Natural-language object grounding data:
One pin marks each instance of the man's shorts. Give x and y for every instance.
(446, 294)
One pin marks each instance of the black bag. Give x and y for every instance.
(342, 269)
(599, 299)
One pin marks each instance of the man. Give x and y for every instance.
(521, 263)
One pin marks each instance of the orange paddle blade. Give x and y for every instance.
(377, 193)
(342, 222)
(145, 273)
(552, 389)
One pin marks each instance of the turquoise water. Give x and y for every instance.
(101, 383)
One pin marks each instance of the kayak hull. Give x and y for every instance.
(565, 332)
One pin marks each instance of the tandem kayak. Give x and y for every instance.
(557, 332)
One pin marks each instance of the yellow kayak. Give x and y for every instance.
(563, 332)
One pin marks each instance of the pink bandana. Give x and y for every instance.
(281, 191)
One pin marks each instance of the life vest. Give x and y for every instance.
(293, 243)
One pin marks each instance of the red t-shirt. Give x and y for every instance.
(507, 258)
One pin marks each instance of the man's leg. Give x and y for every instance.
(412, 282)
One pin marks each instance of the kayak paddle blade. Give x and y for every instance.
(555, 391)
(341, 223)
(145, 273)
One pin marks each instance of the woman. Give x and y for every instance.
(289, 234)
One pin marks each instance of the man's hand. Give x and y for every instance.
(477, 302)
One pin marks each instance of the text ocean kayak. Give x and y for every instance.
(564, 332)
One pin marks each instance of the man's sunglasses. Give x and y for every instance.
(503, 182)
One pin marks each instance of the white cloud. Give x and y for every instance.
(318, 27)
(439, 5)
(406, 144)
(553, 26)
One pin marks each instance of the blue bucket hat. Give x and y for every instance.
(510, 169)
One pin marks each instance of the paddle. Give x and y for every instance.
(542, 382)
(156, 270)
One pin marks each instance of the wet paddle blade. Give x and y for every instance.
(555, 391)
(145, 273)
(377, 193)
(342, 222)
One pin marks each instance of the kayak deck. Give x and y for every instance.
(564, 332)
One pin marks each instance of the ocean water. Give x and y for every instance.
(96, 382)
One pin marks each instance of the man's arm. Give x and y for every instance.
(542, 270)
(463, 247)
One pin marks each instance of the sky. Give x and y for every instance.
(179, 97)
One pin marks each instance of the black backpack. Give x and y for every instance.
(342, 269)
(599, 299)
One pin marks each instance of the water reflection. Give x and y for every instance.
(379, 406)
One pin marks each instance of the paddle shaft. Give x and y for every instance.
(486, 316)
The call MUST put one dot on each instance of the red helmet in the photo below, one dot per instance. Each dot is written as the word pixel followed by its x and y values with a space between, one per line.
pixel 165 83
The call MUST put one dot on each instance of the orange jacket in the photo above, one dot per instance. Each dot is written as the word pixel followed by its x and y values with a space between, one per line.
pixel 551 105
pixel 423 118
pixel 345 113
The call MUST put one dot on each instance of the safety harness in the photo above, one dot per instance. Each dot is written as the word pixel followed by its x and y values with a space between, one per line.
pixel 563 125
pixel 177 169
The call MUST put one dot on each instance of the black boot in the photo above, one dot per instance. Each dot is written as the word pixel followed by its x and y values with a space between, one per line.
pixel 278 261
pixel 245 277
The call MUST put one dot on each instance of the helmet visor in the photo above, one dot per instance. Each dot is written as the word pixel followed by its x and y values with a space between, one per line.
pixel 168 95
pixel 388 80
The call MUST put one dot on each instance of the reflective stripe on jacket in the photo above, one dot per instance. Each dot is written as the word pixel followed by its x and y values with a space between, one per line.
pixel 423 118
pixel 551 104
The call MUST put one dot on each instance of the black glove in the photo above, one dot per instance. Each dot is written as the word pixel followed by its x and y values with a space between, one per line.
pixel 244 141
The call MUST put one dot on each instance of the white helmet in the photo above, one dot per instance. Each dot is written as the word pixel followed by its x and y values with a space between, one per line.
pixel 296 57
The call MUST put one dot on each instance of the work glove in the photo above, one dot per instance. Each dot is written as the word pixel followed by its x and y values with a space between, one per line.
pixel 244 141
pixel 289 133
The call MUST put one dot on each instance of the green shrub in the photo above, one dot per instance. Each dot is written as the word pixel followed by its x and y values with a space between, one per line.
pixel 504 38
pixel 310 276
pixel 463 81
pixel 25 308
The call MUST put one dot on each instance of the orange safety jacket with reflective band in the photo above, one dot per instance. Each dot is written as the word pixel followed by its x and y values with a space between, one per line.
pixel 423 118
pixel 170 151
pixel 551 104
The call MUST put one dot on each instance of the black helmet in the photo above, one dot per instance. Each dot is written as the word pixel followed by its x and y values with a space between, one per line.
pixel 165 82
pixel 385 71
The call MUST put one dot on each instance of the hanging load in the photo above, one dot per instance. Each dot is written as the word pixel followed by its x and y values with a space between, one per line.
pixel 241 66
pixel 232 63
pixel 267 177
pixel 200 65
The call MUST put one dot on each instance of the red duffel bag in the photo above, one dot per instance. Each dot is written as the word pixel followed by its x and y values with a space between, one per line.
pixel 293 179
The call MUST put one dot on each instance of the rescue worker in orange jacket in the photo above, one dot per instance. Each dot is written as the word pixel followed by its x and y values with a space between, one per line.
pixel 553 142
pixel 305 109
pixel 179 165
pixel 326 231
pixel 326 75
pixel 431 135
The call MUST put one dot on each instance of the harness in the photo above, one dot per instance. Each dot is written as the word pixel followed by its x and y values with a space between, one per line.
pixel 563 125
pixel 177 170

Try it: Each entry must appear in the reply exactly as written.

Result of the task:
One pin marks each instance of the man's shorts. Give x and y for every instance.
(446, 294)
One pin marks each instance of the black bag. Give x and y for every instance.
(342, 269)
(599, 299)
One pin marks each instance of the man. Give x and y for every instance.
(521, 263)
One pin marks each instance of the orange paddle blade. Give x and y for every instance.
(377, 193)
(342, 222)
(145, 273)
(552, 389)
One pin marks each instance of the turquoise water. Give x and y for every instance.
(101, 383)
One pin marks each instance of the kayak hull. Give x and y for every instance.
(565, 332)
One pin marks each instance of the tandem kayak. Give x and y for every instance.
(557, 332)
One pin marks each instance of the yellow kayak. Give x and y for every instance.
(563, 332)
One pin marks each instance of the pink bandana. Give x and y for every instance.
(281, 191)
One pin marks each instance of the life vest. Give x and y for every instance.
(293, 243)
One pin marks each instance of the red t-shirt. Give x and y for every instance.
(507, 258)
One pin marks each instance of the man's leg. Give x and y for every instance.
(412, 282)
One pin marks each instance of the kayak paddle blade. Give x and y for every instance.
(555, 391)
(341, 223)
(145, 273)
One pin marks each instance of the woman. Give x and y for every instance.
(289, 234)
One pin marks each instance of the man's hand. Give x and y for every instance.
(477, 302)
One pin marks each instance of the text ocean kayak. Give x and y for every instance.
(564, 332)
One pin marks each instance of the man's sunglasses. Give x and y for every instance.
(503, 182)
One pin marks each instance of the white cloud. Give x and y for every instance.
(318, 27)
(439, 5)
(406, 144)
(553, 26)
One pin marks each instance of the blue bucket hat. Give x and y for every instance.
(510, 169)
One pin marks each instance of the paddle. Give x and y for every instance.
(542, 382)
(156, 270)
One pin marks each instance of the wet paddle blade. Give x and y for every instance.
(555, 391)
(145, 273)
(377, 193)
(342, 222)
One pin marks each instance of the kayak deck. Give x and y for every instance.
(564, 332)
One pin marks each instance of the ocean water. Give x and y for every instance.
(96, 382)
One pin marks each instance of the man's arm. Give x and y for every instance.
(542, 270)
(463, 247)
One pin marks each instance of the sky. Give x and y for every instance.
(179, 97)
One pin marks each instance of the black backpack. Give x and y for every instance.
(342, 269)
(599, 299)
One pin marks each instance of the water reflection. Give x and y for every instance.
(379, 406)
One pin marks each instance of the paddle shaft. Give x and y for every instance.
(486, 316)
The call MUST put one dot on each instance of the red helmet in the photo below, one dot per instance. Each dot is written as the word pixel followed by its x and y values with a space between, one per line.
pixel 165 83
The call MUST put one dot on each instance of the orange jacket in the photo above, one dot per instance. Each dot is written as the word pixel followed by its x and y values with a space between, one per line.
pixel 551 105
pixel 423 118
pixel 345 113
The call MUST put one dot on each instance of the safety harness in the photo above, one dot per instance. Each dot is written as the word pixel followed by its x and y values with a space between, one per line.
pixel 563 125
pixel 177 169
The call MUST put one dot on each instance of the black boot in the photo above, one dot per instance. Each dot is written as the word pixel followed by its x and y values with a space between, one per line.
pixel 278 261
pixel 245 277
The call MUST put one dot on each instance of the helmet visor in the photo above, one dot per instance. Each dot is written as the word pixel followed by its x and y values with a space between, one per line.
pixel 168 95
pixel 388 80
The call MUST put one dot on each instance of the reflective stripe on jacket in the photo above, one dot per instance. Each dot is written as the word pixel followed by its x and y values with a space between, one per line.
pixel 423 118
pixel 551 104
The call MUST put one dot on each instance of the black glove in the photo above, one dot per instance. Each dot is written as the word pixel followed by its x and y values with a space between, one per line.
pixel 244 141
The call MUST put one dot on each instance of the white helmet in the photo above, one dot per instance. Each dot is written as the word pixel followed by its x and y values with a space between, one per line.
pixel 296 57
The call MUST put one dot on each instance of the work glove in the photo above, one dot per instance. Each dot is written as the word pixel followed by its x and y values with a space between, one per line.
pixel 244 141
pixel 289 133
The call MUST put one dot on each instance of the green shrub in the photo above, one dot per instance. Each dot is written as the word pixel followed by its x and y values with a space between, one per line.
pixel 504 38
pixel 310 276
pixel 463 81
pixel 25 308
The call MUST put one dot on each instance of the orange safety jacket with reflective band in the photo above, one dot per instance. Each dot is written as the word pixel followed by its x and y values with a space between, one per line.
pixel 423 118
pixel 170 151
pixel 551 104
The call MUST put one dot on each instance of the black helmet in the photo above, one dot per instance. Each dot is written as the word pixel followed by its x and y values with a space between, one per line.
pixel 165 82
pixel 385 71
The call MUST put one dot on each instance of the hanging load in the photo above, one dot per instance. Each dot is written as the word pixel followed by its x and y values with a space between, one per line.
pixel 241 66
pixel 232 63
pixel 267 177
pixel 200 65
The call MUST put one dot on each instance of the red duffel bag in the photo above, one dot per instance. Each dot is written as the word pixel followed by its x and y values with a space between, one per line.
pixel 293 179
The call MUST put one dot on each instance of the rescue worker in orange jacket in the photo above, one dot per instance. Each dot is written as the word pixel followed by its x and y values with a space between, one per line.
pixel 553 142
pixel 305 109
pixel 179 165
pixel 326 231
pixel 326 75
pixel 431 135
The call MUST put one dot on each instance of the harness in the photo above, one dot per instance. Each dot is written as the word pixel followed by its x and y values with a space between, one per line.
pixel 563 125
pixel 177 170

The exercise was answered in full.